Output only an exact transcription of the line containing "is blurred car." and all lines that follow it in the data below.

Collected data
---

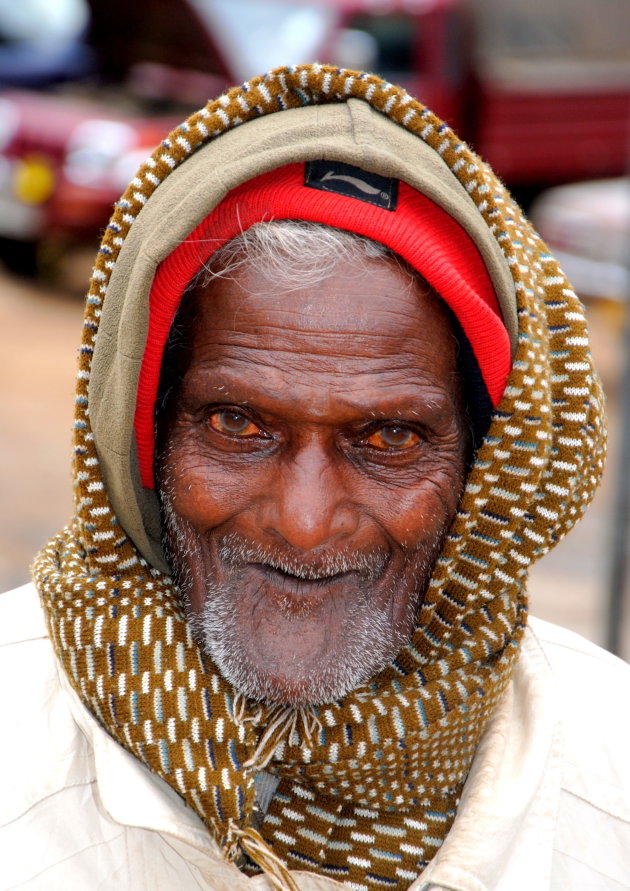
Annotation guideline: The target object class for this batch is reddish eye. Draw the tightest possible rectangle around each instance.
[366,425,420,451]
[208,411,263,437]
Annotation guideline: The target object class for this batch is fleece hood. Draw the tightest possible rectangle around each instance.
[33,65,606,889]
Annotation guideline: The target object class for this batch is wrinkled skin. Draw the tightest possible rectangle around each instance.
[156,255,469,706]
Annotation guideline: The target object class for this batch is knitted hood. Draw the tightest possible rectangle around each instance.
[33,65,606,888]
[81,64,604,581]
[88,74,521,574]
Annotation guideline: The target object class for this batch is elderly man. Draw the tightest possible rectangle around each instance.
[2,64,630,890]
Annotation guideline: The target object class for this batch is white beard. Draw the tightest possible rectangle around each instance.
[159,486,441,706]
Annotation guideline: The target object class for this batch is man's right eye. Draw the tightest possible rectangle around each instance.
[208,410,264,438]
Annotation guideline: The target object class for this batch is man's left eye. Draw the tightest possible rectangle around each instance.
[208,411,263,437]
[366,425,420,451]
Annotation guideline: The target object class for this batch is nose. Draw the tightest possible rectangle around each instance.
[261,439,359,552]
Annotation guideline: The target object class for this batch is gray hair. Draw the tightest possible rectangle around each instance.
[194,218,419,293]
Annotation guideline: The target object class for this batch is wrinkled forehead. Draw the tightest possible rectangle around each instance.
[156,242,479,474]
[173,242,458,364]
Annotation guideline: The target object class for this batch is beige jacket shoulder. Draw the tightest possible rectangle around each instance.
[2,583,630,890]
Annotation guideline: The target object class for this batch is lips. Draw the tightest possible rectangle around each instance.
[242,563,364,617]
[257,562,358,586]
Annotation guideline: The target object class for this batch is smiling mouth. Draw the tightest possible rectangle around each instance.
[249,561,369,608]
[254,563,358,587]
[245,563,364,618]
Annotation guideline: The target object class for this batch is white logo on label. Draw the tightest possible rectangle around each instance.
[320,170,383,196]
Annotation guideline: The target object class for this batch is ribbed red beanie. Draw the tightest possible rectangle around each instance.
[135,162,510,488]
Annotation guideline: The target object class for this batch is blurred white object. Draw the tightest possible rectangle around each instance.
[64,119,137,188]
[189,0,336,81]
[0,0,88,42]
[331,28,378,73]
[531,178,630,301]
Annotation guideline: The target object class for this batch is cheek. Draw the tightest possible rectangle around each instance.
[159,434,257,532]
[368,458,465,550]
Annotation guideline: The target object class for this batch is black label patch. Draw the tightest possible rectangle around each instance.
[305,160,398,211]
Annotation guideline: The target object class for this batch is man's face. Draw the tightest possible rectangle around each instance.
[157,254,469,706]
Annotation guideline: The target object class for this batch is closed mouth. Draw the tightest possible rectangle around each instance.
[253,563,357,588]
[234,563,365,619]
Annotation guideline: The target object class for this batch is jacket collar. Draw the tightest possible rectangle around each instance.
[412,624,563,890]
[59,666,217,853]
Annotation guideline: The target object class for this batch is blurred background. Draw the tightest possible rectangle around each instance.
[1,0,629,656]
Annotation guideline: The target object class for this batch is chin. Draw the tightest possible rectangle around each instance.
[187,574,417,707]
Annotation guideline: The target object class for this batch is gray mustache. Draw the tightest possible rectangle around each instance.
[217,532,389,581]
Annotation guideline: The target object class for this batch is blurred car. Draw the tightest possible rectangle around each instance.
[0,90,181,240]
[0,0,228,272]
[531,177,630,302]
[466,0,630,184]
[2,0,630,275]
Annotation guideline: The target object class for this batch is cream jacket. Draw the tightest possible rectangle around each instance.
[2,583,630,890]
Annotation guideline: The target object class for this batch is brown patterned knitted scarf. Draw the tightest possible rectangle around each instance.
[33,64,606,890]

---

> **SOLUTION TO THIS PROBLEM**
Annotation guideline: The target object class for this batch is blurred car. Draw the tightest possible rectangle around each instance.
[0,90,181,240]
[0,0,228,272]
[531,177,630,302]
[466,0,630,184]
[2,0,630,275]
Annotation guideline: The target object class for this batch is cream jacket. Draw the tightest possible rectangle around each instance.
[2,583,630,890]
Annotation guideline: The target object class for this batch is brown patterned knitted scarf. Draw the tightest possible rectangle around each instance.
[33,64,606,890]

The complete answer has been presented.